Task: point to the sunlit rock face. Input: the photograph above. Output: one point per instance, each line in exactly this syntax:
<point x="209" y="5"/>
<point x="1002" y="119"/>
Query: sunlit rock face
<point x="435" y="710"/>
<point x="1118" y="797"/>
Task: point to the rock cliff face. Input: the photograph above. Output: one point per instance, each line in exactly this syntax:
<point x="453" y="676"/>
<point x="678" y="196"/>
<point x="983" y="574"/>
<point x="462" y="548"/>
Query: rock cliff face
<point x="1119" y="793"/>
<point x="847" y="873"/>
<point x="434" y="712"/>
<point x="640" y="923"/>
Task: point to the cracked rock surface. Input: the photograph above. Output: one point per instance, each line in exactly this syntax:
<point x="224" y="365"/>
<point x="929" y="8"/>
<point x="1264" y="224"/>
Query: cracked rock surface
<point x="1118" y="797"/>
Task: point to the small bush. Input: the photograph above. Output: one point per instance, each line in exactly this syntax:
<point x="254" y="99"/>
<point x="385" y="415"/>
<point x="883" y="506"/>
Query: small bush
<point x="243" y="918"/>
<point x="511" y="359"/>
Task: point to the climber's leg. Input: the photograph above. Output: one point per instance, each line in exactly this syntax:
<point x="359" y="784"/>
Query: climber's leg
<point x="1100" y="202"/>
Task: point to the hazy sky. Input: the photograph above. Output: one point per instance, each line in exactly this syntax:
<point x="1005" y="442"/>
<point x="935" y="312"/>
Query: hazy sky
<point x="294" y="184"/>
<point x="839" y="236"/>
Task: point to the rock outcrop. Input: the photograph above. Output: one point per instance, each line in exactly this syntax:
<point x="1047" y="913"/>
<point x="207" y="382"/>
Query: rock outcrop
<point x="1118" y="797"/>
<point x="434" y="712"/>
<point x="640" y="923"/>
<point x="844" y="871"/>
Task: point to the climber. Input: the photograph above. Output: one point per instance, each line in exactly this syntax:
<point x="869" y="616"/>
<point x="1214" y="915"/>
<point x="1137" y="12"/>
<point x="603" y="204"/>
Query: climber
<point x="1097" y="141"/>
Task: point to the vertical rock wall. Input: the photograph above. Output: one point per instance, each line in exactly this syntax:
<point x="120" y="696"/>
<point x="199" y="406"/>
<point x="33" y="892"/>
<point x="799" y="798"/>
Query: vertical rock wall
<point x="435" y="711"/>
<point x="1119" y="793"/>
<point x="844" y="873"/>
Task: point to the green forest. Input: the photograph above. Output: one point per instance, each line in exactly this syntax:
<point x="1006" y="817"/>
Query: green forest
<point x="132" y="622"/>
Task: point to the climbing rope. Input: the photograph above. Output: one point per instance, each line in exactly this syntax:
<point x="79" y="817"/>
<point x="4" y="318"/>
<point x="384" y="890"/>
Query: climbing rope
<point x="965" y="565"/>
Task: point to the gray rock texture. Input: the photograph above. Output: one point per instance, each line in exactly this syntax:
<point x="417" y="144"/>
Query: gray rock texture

■ EXERCISE DETAILS
Reproduce all of the lines above with every occurrence of "small bush" replaced by "low shrub", leaving everything else unchanged.

■ SOLUTION FOR THIS TASK
Task: point to the sunlit rock face. Input: the photograph above. Output: one point per instance, each line in exactly this syntax:
<point x="209" y="5"/>
<point x="1002" y="119"/>
Query: sunlit rock face
<point x="435" y="710"/>
<point x="1118" y="797"/>
Task: point to the rock cliff face. Input: the photograph above. Output: one point per instance, each line in exactly this syntax:
<point x="453" y="676"/>
<point x="678" y="196"/>
<point x="983" y="574"/>
<point x="462" y="548"/>
Query: rock cliff face
<point x="1119" y="793"/>
<point x="847" y="873"/>
<point x="434" y="712"/>
<point x="640" y="923"/>
Task: point to the cracked rock surface. Input: the photograph above. Output: one point per instance, each line in exactly this syntax:
<point x="224" y="365"/>
<point x="929" y="8"/>
<point x="1264" y="224"/>
Query: cracked rock surface
<point x="1118" y="797"/>
Task: point to the low shrub. Input: the photograph above. Output: one point per instance, each line in exactly this syntax:
<point x="254" y="99"/>
<point x="385" y="415"/>
<point x="883" y="506"/>
Query: low shrub
<point x="243" y="918"/>
<point x="511" y="359"/>
Task: point to the climber's leg. Input: the photograph above. Output: one point per instance, each line in exactly this syntax:
<point x="359" y="784"/>
Query: climber's leg
<point x="1100" y="202"/>
Task: point to the hazy sky. Input: the photograph above. Output: one point per instance, each line in exactly this syntax:
<point x="1005" y="442"/>
<point x="935" y="312"/>
Query: hazy sky
<point x="294" y="184"/>
<point x="839" y="236"/>
Task: point to the rock outcrop. Input: the photograph above. Output: one point per instance, each line in exactly this syntax:
<point x="1047" y="913"/>
<point x="207" y="382"/>
Query: rock outcrop
<point x="1118" y="797"/>
<point x="434" y="712"/>
<point x="640" y="923"/>
<point x="844" y="871"/>
Task: point to the climber. Input: the photograph above. Output: one point per instance, each line in exactly this syntax:
<point x="869" y="616"/>
<point x="1214" y="915"/>
<point x="1137" y="12"/>
<point x="603" y="204"/>
Query: climber
<point x="1097" y="141"/>
Task: point to the vertical rock wall. Input: the photograph above. Output: one point per instance, each line in exactly this syntax:
<point x="120" y="696"/>
<point x="199" y="406"/>
<point x="33" y="892"/>
<point x="799" y="798"/>
Query: vertical rock wall
<point x="435" y="711"/>
<point x="1119" y="793"/>
<point x="844" y="873"/>
Task: point to the green forest. Input: the photograph above. Output: one point per instance, each line in exactly this syntax:
<point x="1006" y="817"/>
Query: green forest
<point x="132" y="622"/>
Task: point to the climbing rope. Input: the photograph above. Output: one point per instance, each line in exactly this syntax:
<point x="79" y="817"/>
<point x="4" y="318"/>
<point x="384" y="890"/>
Query: climbing rope
<point x="965" y="565"/>
Task: point to the gray rock texture. Input: the photograph above. Output: one point per instance, each line in exactly this syntax:
<point x="417" y="144"/>
Query: gray rock texture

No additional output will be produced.